[Exercise description] Repeat exactly the lines of the listing from the line containing "mark: the green shrub, one point per instance" through its last line, and nothing beyond them.
--- Start Rows ---
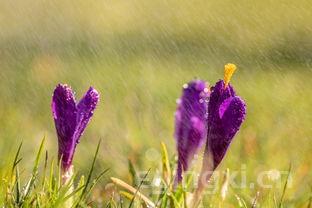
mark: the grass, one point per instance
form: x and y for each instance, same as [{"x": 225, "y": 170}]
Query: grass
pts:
[{"x": 138, "y": 54}]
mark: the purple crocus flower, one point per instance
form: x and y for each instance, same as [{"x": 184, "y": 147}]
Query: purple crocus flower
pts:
[
  {"x": 191, "y": 123},
  {"x": 226, "y": 112},
  {"x": 71, "y": 119}
]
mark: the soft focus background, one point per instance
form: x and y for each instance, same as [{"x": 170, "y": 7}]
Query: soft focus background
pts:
[{"x": 138, "y": 54}]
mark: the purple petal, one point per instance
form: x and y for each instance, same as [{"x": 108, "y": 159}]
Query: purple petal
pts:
[
  {"x": 226, "y": 113},
  {"x": 64, "y": 114},
  {"x": 191, "y": 123},
  {"x": 85, "y": 111}
]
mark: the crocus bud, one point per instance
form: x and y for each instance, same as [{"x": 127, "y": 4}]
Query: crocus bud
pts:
[
  {"x": 226, "y": 112},
  {"x": 190, "y": 123},
  {"x": 70, "y": 120}
]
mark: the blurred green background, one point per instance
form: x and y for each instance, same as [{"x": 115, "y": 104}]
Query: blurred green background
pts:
[{"x": 138, "y": 54}]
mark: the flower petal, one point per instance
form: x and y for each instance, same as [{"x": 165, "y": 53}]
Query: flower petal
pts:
[
  {"x": 190, "y": 123},
  {"x": 85, "y": 109},
  {"x": 64, "y": 114}
]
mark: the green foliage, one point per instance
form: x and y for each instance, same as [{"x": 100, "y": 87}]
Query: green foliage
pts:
[{"x": 45, "y": 190}]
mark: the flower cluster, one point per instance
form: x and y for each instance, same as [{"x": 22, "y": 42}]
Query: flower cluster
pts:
[{"x": 212, "y": 116}]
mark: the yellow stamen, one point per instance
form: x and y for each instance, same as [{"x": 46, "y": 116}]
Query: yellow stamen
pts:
[{"x": 229, "y": 70}]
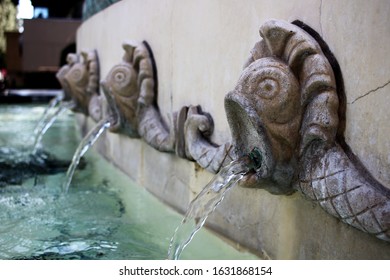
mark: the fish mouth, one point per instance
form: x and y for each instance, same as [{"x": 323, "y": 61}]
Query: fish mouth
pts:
[
  {"x": 248, "y": 134},
  {"x": 112, "y": 109}
]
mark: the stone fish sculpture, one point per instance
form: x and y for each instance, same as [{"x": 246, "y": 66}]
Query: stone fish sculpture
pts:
[
  {"x": 131, "y": 93},
  {"x": 79, "y": 79},
  {"x": 286, "y": 105}
]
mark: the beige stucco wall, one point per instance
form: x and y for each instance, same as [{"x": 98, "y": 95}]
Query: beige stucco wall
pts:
[{"x": 200, "y": 47}]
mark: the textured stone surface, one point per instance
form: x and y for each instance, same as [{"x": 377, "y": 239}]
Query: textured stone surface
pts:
[
  {"x": 79, "y": 79},
  {"x": 200, "y": 56}
]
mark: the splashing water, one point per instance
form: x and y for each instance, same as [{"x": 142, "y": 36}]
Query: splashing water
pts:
[
  {"x": 46, "y": 123},
  {"x": 53, "y": 103},
  {"x": 208, "y": 199},
  {"x": 83, "y": 147}
]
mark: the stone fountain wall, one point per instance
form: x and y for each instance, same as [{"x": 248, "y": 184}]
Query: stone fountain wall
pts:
[{"x": 200, "y": 48}]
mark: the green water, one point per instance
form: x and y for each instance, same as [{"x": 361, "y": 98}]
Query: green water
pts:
[{"x": 104, "y": 215}]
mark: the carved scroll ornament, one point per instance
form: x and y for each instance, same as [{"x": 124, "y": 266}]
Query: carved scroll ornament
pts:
[
  {"x": 79, "y": 79},
  {"x": 286, "y": 104}
]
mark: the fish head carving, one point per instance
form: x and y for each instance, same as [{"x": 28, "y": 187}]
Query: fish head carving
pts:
[{"x": 284, "y": 101}]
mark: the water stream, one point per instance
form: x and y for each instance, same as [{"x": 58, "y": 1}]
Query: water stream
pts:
[
  {"x": 83, "y": 147},
  {"x": 53, "y": 103},
  {"x": 47, "y": 122},
  {"x": 208, "y": 199},
  {"x": 107, "y": 216}
]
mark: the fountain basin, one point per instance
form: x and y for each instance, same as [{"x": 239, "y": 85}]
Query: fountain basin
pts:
[{"x": 104, "y": 215}]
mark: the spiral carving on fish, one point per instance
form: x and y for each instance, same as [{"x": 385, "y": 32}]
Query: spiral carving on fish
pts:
[
  {"x": 79, "y": 79},
  {"x": 286, "y": 104},
  {"x": 131, "y": 93}
]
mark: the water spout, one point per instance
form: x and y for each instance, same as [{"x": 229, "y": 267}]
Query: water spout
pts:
[
  {"x": 209, "y": 198},
  {"x": 83, "y": 147},
  {"x": 52, "y": 104},
  {"x": 47, "y": 122}
]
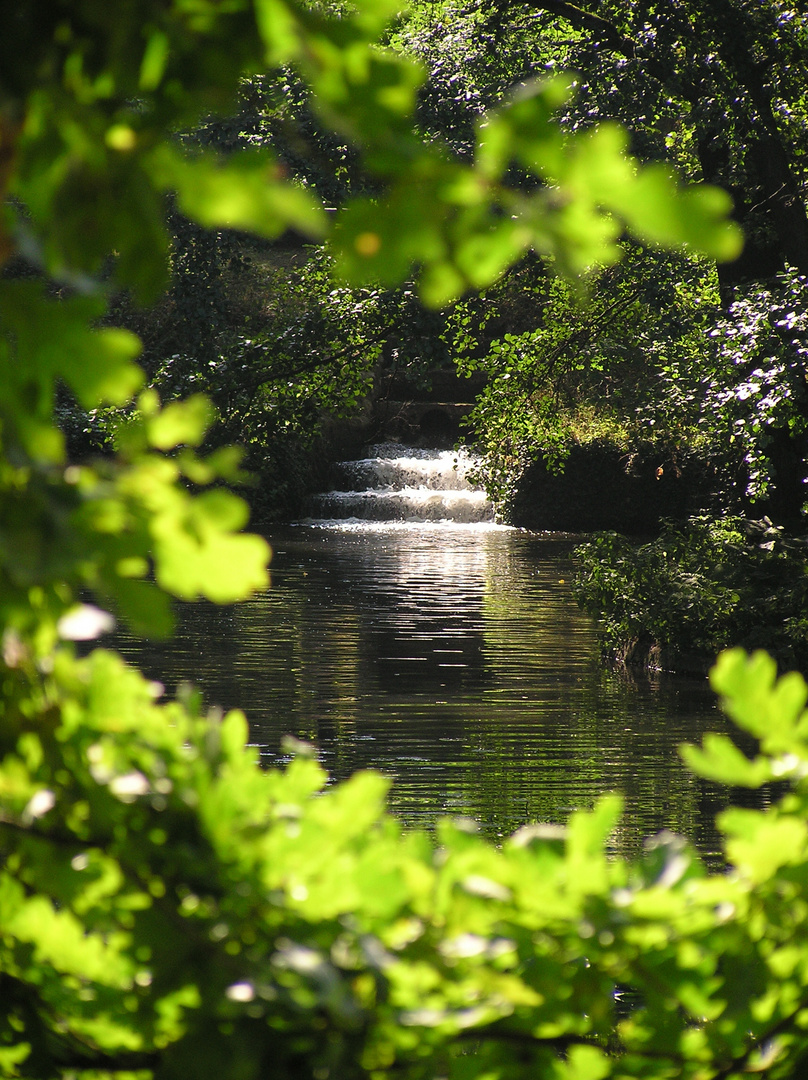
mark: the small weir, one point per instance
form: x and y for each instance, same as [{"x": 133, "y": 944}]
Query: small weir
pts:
[
  {"x": 406, "y": 485},
  {"x": 405, "y": 631}
]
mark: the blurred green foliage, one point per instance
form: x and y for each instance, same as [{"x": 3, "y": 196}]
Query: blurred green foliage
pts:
[
  {"x": 166, "y": 907},
  {"x": 700, "y": 586}
]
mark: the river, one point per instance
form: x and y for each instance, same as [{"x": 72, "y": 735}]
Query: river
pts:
[{"x": 450, "y": 655}]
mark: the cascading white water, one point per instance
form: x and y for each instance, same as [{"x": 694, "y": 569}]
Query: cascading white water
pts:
[{"x": 405, "y": 486}]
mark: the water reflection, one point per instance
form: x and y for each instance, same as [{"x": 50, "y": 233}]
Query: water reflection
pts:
[{"x": 456, "y": 661}]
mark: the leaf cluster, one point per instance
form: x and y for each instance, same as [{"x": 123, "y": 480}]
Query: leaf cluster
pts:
[{"x": 701, "y": 585}]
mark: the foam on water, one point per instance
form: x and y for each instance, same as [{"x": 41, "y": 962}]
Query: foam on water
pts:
[{"x": 404, "y": 488}]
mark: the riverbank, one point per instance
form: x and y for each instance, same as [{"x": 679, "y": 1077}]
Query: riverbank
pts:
[{"x": 701, "y": 585}]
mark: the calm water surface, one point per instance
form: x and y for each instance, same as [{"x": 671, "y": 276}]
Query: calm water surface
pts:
[{"x": 456, "y": 661}]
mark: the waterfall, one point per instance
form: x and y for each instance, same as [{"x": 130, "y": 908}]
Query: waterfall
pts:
[{"x": 403, "y": 486}]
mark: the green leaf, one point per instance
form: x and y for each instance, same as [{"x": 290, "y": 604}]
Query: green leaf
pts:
[
  {"x": 243, "y": 191},
  {"x": 719, "y": 759}
]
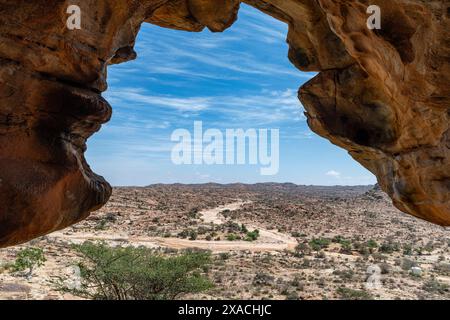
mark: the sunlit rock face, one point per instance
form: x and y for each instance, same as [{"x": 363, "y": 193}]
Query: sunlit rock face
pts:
[{"x": 381, "y": 94}]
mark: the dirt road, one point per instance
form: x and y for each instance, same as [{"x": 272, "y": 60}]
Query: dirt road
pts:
[{"x": 269, "y": 240}]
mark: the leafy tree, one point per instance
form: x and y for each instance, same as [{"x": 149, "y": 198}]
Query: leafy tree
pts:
[
  {"x": 129, "y": 273},
  {"x": 28, "y": 259}
]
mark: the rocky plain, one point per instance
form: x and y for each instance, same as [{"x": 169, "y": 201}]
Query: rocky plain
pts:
[{"x": 314, "y": 242}]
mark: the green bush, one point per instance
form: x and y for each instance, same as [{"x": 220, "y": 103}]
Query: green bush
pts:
[
  {"x": 434, "y": 286},
  {"x": 28, "y": 259},
  {"x": 129, "y": 273},
  {"x": 352, "y": 294},
  {"x": 232, "y": 237},
  {"x": 252, "y": 236}
]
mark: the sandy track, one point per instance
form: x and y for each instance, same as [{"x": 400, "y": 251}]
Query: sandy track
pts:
[{"x": 269, "y": 240}]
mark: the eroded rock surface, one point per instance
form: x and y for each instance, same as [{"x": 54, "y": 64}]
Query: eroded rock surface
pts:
[{"x": 383, "y": 95}]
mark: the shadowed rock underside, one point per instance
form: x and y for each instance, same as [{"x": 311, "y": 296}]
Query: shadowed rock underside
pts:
[{"x": 383, "y": 95}]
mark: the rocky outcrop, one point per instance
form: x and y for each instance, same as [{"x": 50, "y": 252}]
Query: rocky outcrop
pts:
[{"x": 381, "y": 94}]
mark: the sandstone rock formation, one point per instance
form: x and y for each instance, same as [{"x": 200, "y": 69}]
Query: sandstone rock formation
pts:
[{"x": 381, "y": 94}]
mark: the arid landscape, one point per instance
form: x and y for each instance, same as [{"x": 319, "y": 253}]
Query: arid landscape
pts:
[{"x": 268, "y": 241}]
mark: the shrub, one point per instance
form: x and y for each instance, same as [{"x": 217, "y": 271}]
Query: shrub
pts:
[
  {"x": 407, "y": 264},
  {"x": 263, "y": 279},
  {"x": 232, "y": 237},
  {"x": 372, "y": 244},
  {"x": 252, "y": 236},
  {"x": 28, "y": 259},
  {"x": 352, "y": 294},
  {"x": 193, "y": 235},
  {"x": 389, "y": 247},
  {"x": 122, "y": 273},
  {"x": 434, "y": 286}
]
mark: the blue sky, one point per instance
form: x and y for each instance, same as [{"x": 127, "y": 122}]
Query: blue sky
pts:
[{"x": 240, "y": 78}]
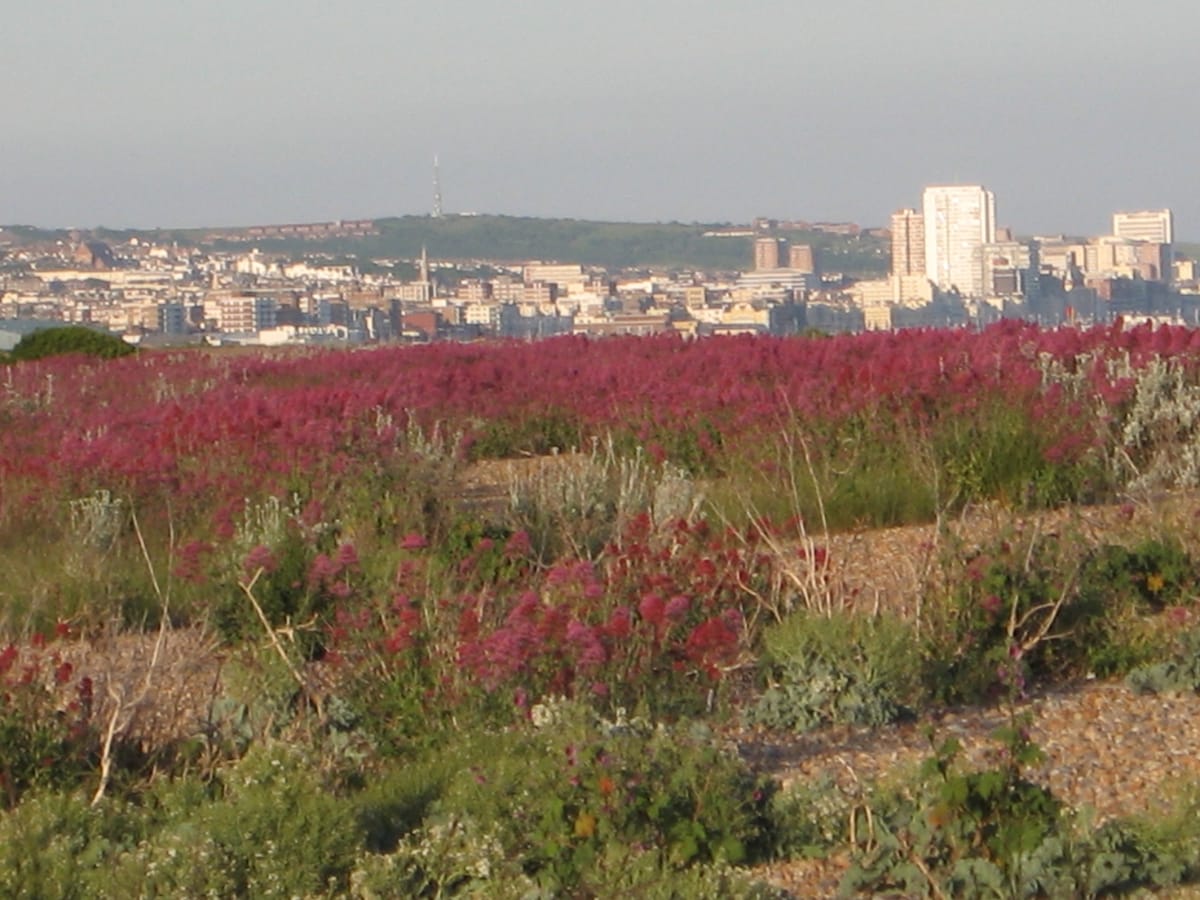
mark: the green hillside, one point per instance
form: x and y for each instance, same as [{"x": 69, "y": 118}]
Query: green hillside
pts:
[{"x": 613, "y": 245}]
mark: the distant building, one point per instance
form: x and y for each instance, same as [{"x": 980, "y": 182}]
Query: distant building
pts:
[
  {"x": 246, "y": 313},
  {"x": 569, "y": 279},
  {"x": 766, "y": 253},
  {"x": 1155, "y": 226},
  {"x": 907, "y": 243},
  {"x": 959, "y": 220},
  {"x": 801, "y": 258},
  {"x": 1009, "y": 269}
]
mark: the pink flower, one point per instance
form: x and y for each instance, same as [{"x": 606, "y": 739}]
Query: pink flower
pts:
[
  {"x": 259, "y": 558},
  {"x": 677, "y": 609},
  {"x": 652, "y": 609}
]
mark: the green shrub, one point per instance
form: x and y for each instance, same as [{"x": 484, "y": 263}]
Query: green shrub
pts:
[
  {"x": 1033, "y": 606},
  {"x": 995, "y": 833},
  {"x": 72, "y": 339},
  {"x": 271, "y": 828},
  {"x": 1179, "y": 675},
  {"x": 57, "y": 846},
  {"x": 565, "y": 793},
  {"x": 843, "y": 669}
]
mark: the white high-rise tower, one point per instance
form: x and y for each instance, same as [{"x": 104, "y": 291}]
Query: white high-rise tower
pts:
[{"x": 959, "y": 220}]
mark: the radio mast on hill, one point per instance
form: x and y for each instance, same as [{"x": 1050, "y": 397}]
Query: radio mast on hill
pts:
[{"x": 437, "y": 190}]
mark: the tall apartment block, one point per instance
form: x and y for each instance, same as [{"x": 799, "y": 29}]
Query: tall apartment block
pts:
[
  {"x": 801, "y": 257},
  {"x": 1156, "y": 226},
  {"x": 907, "y": 243},
  {"x": 959, "y": 220},
  {"x": 766, "y": 253}
]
--- End Rows ---
[Exercise solution]
mark: the green shrub, one point per instance
form: x and y for each instance, same as [{"x": 484, "y": 263}]
Query: green shrub
pts:
[
  {"x": 1033, "y": 606},
  {"x": 995, "y": 833},
  {"x": 72, "y": 339},
  {"x": 271, "y": 828},
  {"x": 1179, "y": 675},
  {"x": 57, "y": 846},
  {"x": 565, "y": 793},
  {"x": 843, "y": 669}
]
mark: the white high-rise tower, one point per instance
form: x and y for each instance, same as [{"x": 104, "y": 291}]
Query: white high-rise tower
pts:
[{"x": 959, "y": 220}]
mark: the radio mast on hill, one point per instance
form: x and y for each instance, same as [{"x": 1050, "y": 397}]
Query: radio mast on hill
pts:
[{"x": 437, "y": 190}]
mark: the tall apartment block, one point per instance
form: x and y for each instance, same as [{"x": 799, "y": 29}]
Query: tall apartment block
pts:
[
  {"x": 801, "y": 257},
  {"x": 1156, "y": 226},
  {"x": 907, "y": 243},
  {"x": 959, "y": 220},
  {"x": 766, "y": 253}
]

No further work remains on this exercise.